Гранд-опера, Париж, 1920-е гг.

На парижском вокзале отважную, чудом преодолевшую все препятствия Гала встретила мадам Грендель, а Поля отпустили в увольнительную чуть позже. Поначалу предполагалось снять для Гала комнату в пансионе для дам, но, поскольку Поль отсутствовал, мадам Грендель, с которой Гала удалось подружиться благодаря письмам — «Дорогая мадам, может, я поступаю слишком наивно, потому что, не зная Вас достаточно хорошо, прошу Вас успокоить меня, развеять мои сомнения!», — предоставила ей комнату сына в их квартире на улице Ордене. Гала интуитивно выбрала верную тактику — не настраивать Поля против его матери и не сталкивать их обеих в сердце любящего сына и жениха, а сблизиться с мадам Грендель. В результате мать Поля сменила гнев и раздражение на милость, признала право Гала на чувства сына и стала даже с некоторой лаской в голосе называть ее «этой маленькой русской». Гала поняла главное. «Твоя мать влюблена в тебя», — говорила она Полю и, призвав на помощь всю свою нежность, постаралась стать не соперницей, а союзницей, что ей удалось благодаря умению находить путь к чувствам других людей. Материнские чувства к Полю смешались в сердцах обеих женщин с чувством любви, и никто не остался страдающим. Ревность испарилась, уступив место взаимной заботе.

…Мадам Грендель диктовала, Гала усердно записывала. Домашняя идиллия! В ожидании Поля его мать устраивала Гала диктанты, чтобы помочь ей усовершенствовать свой французский. Речь Гала, несмотря на некоторые ошибки, была беглой, выразительной и музыкальной. Ей доставляло удовольствие погружаться в родной язык своего любимого, и она еще записалась на курсы французского языка и рисования в Бурже, куда ездила на поезде. В свободное время, если она не писала Полю и своим родным в Россию, Гала немного помогала мадам Грендель по хозяйству. Комната Поля, в которой она жила, была более тесной, чем комната Гала в Москве, а сама квартира — мрачноватой, с темными коридорами, с печным отоплением и самыми примитивными удобствами: умываться можно было только в раковине на кухне, ванная комната отсутствовала. Временами с лестничной клетки в квартиру доносились запахи кухни и пищевых отходов, но Гала это не смущало.

**ИСХОДНЫЕ ДАННЫЕ:**
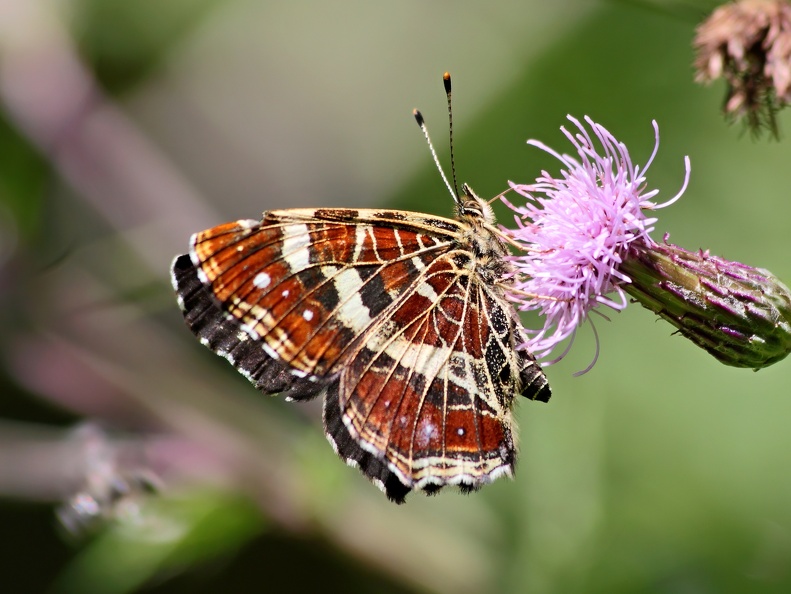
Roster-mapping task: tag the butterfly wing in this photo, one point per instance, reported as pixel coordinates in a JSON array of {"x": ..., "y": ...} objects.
[{"x": 376, "y": 308}]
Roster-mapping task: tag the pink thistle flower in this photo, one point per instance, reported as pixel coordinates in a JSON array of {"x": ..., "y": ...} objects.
[
  {"x": 576, "y": 231},
  {"x": 586, "y": 235}
]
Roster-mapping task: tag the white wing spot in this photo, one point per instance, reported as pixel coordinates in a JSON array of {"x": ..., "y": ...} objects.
[
  {"x": 262, "y": 280},
  {"x": 426, "y": 433}
]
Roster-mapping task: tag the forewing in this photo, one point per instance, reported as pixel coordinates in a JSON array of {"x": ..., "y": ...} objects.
[{"x": 282, "y": 299}]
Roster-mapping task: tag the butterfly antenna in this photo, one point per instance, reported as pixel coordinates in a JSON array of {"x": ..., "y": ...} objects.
[
  {"x": 422, "y": 123},
  {"x": 446, "y": 82}
]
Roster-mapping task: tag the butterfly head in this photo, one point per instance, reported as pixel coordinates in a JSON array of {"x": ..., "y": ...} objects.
[{"x": 473, "y": 209}]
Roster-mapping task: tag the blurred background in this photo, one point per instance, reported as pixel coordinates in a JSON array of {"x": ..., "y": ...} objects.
[{"x": 133, "y": 459}]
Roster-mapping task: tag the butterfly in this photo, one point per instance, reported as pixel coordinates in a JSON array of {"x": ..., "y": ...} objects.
[{"x": 397, "y": 319}]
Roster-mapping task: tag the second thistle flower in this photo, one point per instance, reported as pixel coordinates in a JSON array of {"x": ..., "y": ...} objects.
[{"x": 586, "y": 235}]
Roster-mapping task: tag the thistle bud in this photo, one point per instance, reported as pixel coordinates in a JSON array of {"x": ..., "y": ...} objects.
[{"x": 739, "y": 314}]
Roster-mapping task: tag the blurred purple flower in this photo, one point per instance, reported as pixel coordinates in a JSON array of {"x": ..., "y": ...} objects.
[
  {"x": 586, "y": 235},
  {"x": 576, "y": 231}
]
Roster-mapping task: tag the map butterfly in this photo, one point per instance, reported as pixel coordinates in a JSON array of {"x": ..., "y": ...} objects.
[{"x": 397, "y": 319}]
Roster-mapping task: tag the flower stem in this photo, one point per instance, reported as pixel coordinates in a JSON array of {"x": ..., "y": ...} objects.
[{"x": 739, "y": 314}]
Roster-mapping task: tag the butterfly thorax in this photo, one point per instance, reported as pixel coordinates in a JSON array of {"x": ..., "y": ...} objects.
[{"x": 480, "y": 239}]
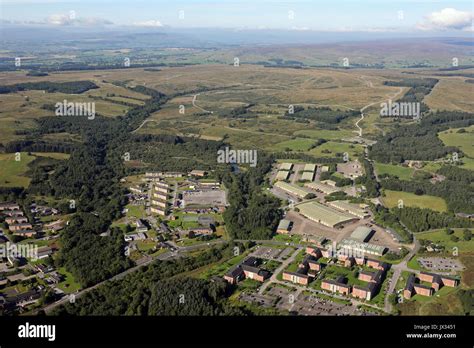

**ПОСТАВЛЕННАЯ ЗАДАЧА 1:**
Ответьте по предоставленному тексту на следующие вопросы:
(a) Кто встретил Гала на парижском вокзале?
(b) На какой улице находилась квартира, где Гала предоставили комнату сына?
(c) Где Гала записалась на курсы французского языка и рисования?
**ПОСТАВЛЕННАЯ ЗАДАЧА 2:** Соберите из записей все строки, в которых встречается строка «thistle», с учетом регистра.

**ПОЛНЫЙ ОТВЕТ 1:**
(a) Мадам Грендель.
(b) На улице Ордене.
(c) В Бурже.

**ПОЛНЫЙ ОТВЕТ 2:**
Roster-mapping task: tag the pink thistle flower in this photo, one point per instance, reported as pixel coordinates in a JSON array of {"x": ..., "y": ...} objects.
Roster-mapping task: tag the second thistle flower in this photo, one point per instance, reported as pixel coordinates in a JSON array of {"x": ..., "y": ...} objects.
Roster-mapping task: tag the thistle bud in this photo, one point per instance, reported as pixel coordinates in a JSON array of {"x": ..., "y": ...} objects.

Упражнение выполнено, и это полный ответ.